RECORDS FOR THE TASK →
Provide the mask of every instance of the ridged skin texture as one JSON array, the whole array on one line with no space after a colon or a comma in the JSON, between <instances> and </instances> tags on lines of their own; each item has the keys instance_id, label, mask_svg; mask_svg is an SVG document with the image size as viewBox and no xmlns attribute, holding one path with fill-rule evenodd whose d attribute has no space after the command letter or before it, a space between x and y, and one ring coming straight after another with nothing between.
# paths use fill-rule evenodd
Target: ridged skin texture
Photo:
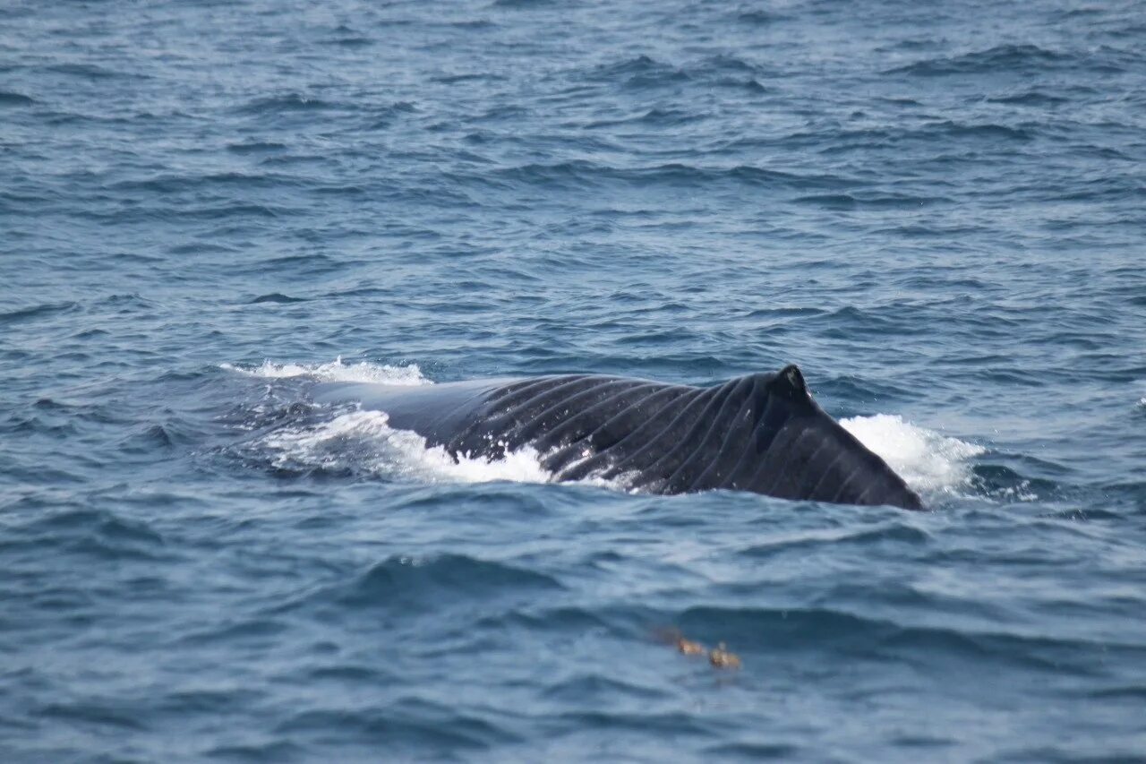
<instances>
[{"instance_id":1,"label":"ridged skin texture","mask_svg":"<svg viewBox=\"0 0 1146 764\"><path fill-rule=\"evenodd\" d=\"M353 385L362 387L370 385ZM354 389L337 397L354 398ZM730 489L923 508L882 459L816 405L795 366L709 388L563 375L360 398L455 457L533 446L558 481L599 476L656 493Z\"/></svg>"}]
</instances>

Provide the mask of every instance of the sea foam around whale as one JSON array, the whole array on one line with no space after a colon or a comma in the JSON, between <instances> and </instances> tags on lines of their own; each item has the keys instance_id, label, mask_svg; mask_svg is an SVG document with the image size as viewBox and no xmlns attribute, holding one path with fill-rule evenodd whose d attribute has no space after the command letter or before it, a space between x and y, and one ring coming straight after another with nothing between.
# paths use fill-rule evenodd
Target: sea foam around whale
<instances>
[{"instance_id":1,"label":"sea foam around whale","mask_svg":"<svg viewBox=\"0 0 1146 764\"><path fill-rule=\"evenodd\" d=\"M267 379L433 384L414 364L345 364L337 358L325 364L268 360L258 367L222 366ZM851 416L840 423L923 493L960 492L968 485L971 460L984 453L982 446L945 437L894 414ZM276 469L284 470L346 470L388 480L457 483L545 483L552 480L552 474L541 466L541 454L532 447L513 451L504 459L462 457L455 461L441 446L427 446L421 435L391 427L386 414L376 411L352 411L316 423L275 429L254 445L264 450L264 455ZM591 482L625 489L622 478Z\"/></svg>"}]
</instances>

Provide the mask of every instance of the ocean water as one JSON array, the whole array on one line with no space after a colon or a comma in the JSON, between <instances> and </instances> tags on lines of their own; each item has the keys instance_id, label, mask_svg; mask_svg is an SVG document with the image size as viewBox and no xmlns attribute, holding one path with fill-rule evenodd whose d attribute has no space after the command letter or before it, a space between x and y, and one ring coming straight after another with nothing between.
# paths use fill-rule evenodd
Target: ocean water
<instances>
[{"instance_id":1,"label":"ocean water","mask_svg":"<svg viewBox=\"0 0 1146 764\"><path fill-rule=\"evenodd\" d=\"M0 759L1141 761L1144 167L1143 2L8 0ZM929 512L309 393L786 362Z\"/></svg>"}]
</instances>

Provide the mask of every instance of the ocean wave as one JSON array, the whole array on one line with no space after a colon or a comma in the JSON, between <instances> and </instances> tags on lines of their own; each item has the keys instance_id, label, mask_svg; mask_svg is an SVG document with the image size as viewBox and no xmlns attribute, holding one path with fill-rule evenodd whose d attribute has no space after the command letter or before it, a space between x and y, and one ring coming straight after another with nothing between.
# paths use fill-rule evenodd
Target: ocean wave
<instances>
[{"instance_id":1,"label":"ocean wave","mask_svg":"<svg viewBox=\"0 0 1146 764\"><path fill-rule=\"evenodd\" d=\"M975 75L991 72L1045 71L1077 63L1075 56L1041 48L1037 45L999 45L986 50L973 50L951 57L926 59L884 73L903 73L919 77L943 75Z\"/></svg>"},{"instance_id":2,"label":"ocean wave","mask_svg":"<svg viewBox=\"0 0 1146 764\"><path fill-rule=\"evenodd\" d=\"M417 364L408 366L391 366L388 364L371 364L359 361L346 364L342 356L325 364L276 364L270 360L259 366L235 366L220 364L220 368L237 372L248 376L261 376L269 380L304 376L320 382L378 382L380 384L433 384L427 380Z\"/></svg>"},{"instance_id":3,"label":"ocean wave","mask_svg":"<svg viewBox=\"0 0 1146 764\"><path fill-rule=\"evenodd\" d=\"M319 424L284 427L264 435L249 449L286 473L320 470L426 483L552 480L533 449L510 452L503 459L455 459L441 446L427 446L417 432L390 427L390 418L377 411L353 411Z\"/></svg>"}]
</instances>

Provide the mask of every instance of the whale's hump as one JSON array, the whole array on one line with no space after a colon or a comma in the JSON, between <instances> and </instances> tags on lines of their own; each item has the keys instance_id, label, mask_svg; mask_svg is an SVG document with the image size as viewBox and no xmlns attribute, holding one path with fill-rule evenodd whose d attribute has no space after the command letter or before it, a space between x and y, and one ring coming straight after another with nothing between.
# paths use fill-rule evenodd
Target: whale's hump
<instances>
[{"instance_id":1,"label":"whale's hump","mask_svg":"<svg viewBox=\"0 0 1146 764\"><path fill-rule=\"evenodd\" d=\"M455 458L533 446L557 481L923 508L882 459L816 404L795 365L706 388L576 374L320 385L316 397L385 411L393 427Z\"/></svg>"}]
</instances>

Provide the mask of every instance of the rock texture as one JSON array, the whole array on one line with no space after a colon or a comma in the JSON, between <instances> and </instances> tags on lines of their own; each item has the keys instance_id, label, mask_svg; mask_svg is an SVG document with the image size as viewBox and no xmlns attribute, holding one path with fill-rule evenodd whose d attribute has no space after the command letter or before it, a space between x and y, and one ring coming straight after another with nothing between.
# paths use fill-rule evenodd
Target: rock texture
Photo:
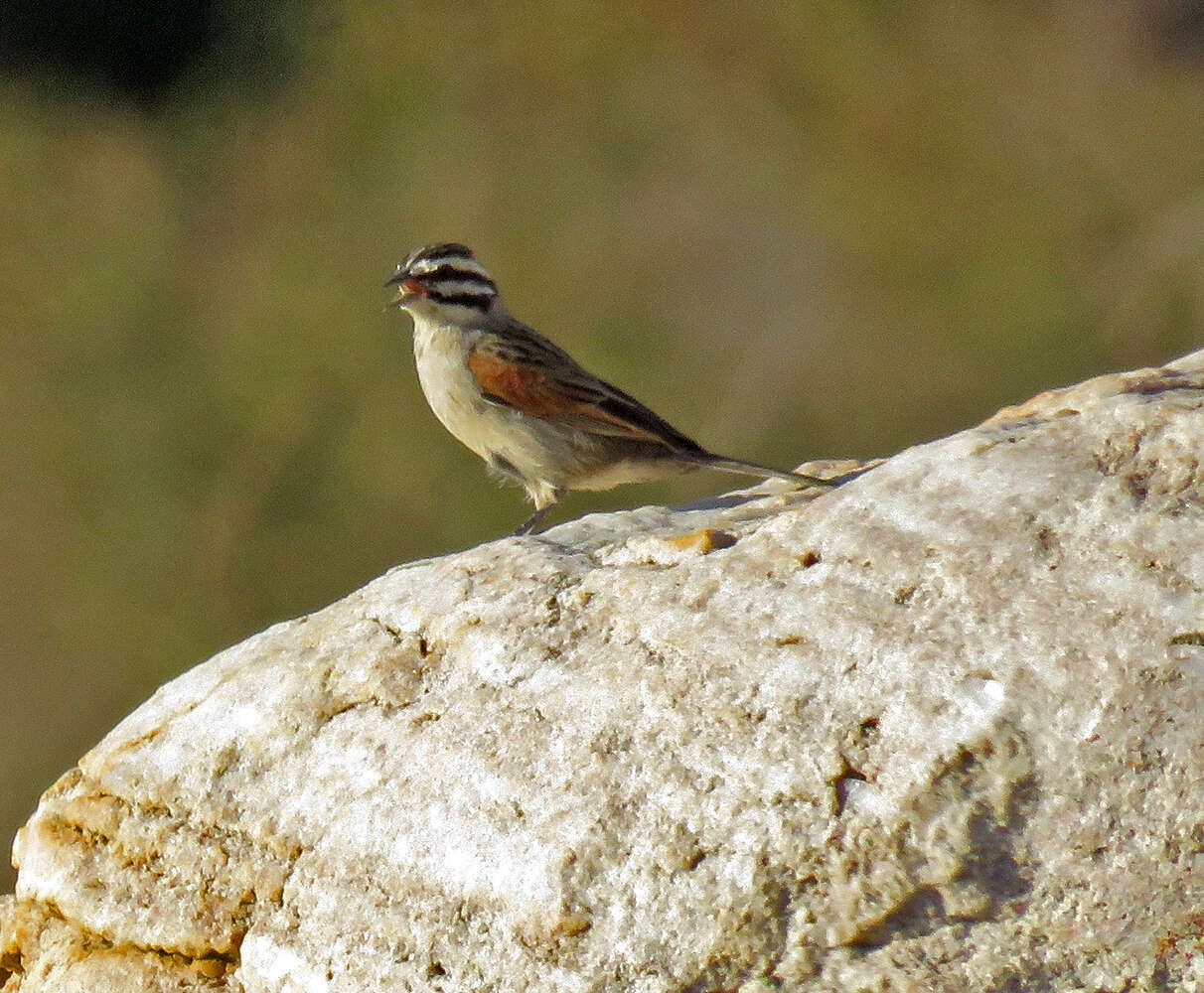
<instances>
[{"instance_id":1,"label":"rock texture","mask_svg":"<svg viewBox=\"0 0 1204 993\"><path fill-rule=\"evenodd\" d=\"M42 798L35 991L1204 991L1204 353L394 569Z\"/></svg>"}]
</instances>

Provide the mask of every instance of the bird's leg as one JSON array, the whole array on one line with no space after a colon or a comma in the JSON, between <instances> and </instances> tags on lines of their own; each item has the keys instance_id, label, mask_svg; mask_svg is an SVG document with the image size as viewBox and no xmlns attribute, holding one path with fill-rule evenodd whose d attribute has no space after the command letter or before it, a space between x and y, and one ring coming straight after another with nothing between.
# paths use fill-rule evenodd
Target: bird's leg
<instances>
[{"instance_id":1,"label":"bird's leg","mask_svg":"<svg viewBox=\"0 0 1204 993\"><path fill-rule=\"evenodd\" d=\"M515 531L514 534L535 534L536 531L539 530L539 525L547 516L548 512L555 506L556 501L560 500L560 495L562 492L562 490L554 486L532 492L531 500L535 501L535 513L523 521L519 530Z\"/></svg>"}]
</instances>

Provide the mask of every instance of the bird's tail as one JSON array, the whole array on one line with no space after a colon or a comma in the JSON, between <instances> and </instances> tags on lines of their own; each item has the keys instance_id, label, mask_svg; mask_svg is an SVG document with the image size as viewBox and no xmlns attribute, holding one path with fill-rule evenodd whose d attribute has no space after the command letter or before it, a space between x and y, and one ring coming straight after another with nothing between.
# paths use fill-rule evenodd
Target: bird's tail
<instances>
[{"instance_id":1,"label":"bird's tail","mask_svg":"<svg viewBox=\"0 0 1204 993\"><path fill-rule=\"evenodd\" d=\"M762 479L785 479L793 483L796 486L839 486L842 483L848 483L850 479L856 479L863 472L868 472L872 466L861 469L854 469L840 475L836 475L832 479L820 479L818 475L804 475L801 472L789 472L786 469L772 469L768 466L759 466L756 462L745 462L742 459L728 459L725 455L714 455L713 453L704 451L697 456L684 455L685 461L694 462L697 466L706 468L719 469L720 472L731 472L737 475L760 475Z\"/></svg>"}]
</instances>

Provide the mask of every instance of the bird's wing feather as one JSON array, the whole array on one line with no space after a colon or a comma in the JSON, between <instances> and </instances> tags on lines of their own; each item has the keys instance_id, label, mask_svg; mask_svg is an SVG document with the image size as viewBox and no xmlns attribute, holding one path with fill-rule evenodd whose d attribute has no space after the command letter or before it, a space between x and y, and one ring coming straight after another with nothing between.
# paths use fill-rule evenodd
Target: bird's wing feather
<instances>
[{"instance_id":1,"label":"bird's wing feather","mask_svg":"<svg viewBox=\"0 0 1204 993\"><path fill-rule=\"evenodd\" d=\"M508 333L483 336L468 355L483 396L536 418L572 421L594 435L701 453L643 403L588 372L566 351L515 321Z\"/></svg>"}]
</instances>

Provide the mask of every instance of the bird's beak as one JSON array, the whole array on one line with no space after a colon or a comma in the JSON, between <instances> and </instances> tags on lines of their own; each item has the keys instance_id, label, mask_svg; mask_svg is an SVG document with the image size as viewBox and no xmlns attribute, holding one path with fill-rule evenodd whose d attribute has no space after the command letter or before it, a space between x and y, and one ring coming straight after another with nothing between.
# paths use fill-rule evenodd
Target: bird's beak
<instances>
[{"instance_id":1,"label":"bird's beak","mask_svg":"<svg viewBox=\"0 0 1204 993\"><path fill-rule=\"evenodd\" d=\"M406 273L402 272L401 270L399 270L391 277L389 277L389 279L385 280L384 285L385 289L388 289L389 286L397 288L397 295L389 301L389 305L385 307L386 311L389 309L389 307L400 307L412 296L418 295L418 291L421 289L421 286L417 282L414 282L413 279L407 279Z\"/></svg>"}]
</instances>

JOB →
Give back the lines above exactly, from the one with "Provide the mask of every instance of the bird's wing" through the last line.

RESULT FOR THIS TASK →
Provide the mask of every instance of the bird's wing feather as one JSON array, the whole array on one line with no space after a colon or a comma in the JSON, between <instances> and </instances> tags on lines of their own; each item has the keys instance_id, label, mask_svg; mask_svg is an SVG document with the image size as viewBox and no xmlns attribute, holding one path with fill-rule evenodd whose d attribute has no space after the command letter or before it, a space between x and y, and one ring coming straight after another with nothing between.
# paths use fill-rule evenodd
Target: bird's wing feather
<instances>
[{"instance_id":1,"label":"bird's wing feather","mask_svg":"<svg viewBox=\"0 0 1204 993\"><path fill-rule=\"evenodd\" d=\"M508 333L483 336L468 355L483 396L536 418L572 421L594 435L701 453L643 403L588 372L566 351L515 321Z\"/></svg>"}]
</instances>

Provide the mask of every instance of the bird's beak as one JSON array, the whole array on one line with no space after a colon or a comma in the JSON, between <instances> and </instances> tags on lines of their own; each item has the keys instance_id, label, mask_svg; mask_svg is an SVG document with the image size as viewBox and no xmlns attribute, holding one path with fill-rule evenodd whose d attribute has no space after the command letter or before it, a space between x and y, and one ring coming straight after another with nothing between.
# paths use fill-rule evenodd
Target: bird's beak
<instances>
[{"instance_id":1,"label":"bird's beak","mask_svg":"<svg viewBox=\"0 0 1204 993\"><path fill-rule=\"evenodd\" d=\"M406 273L402 272L401 270L399 270L391 277L389 277L389 279L385 280L384 285L385 289L388 289L389 286L397 288L397 295L389 301L389 305L385 307L386 311L389 309L389 307L400 307L412 296L418 295L418 291L421 289L421 286L417 282L414 282L413 279L407 279Z\"/></svg>"}]
</instances>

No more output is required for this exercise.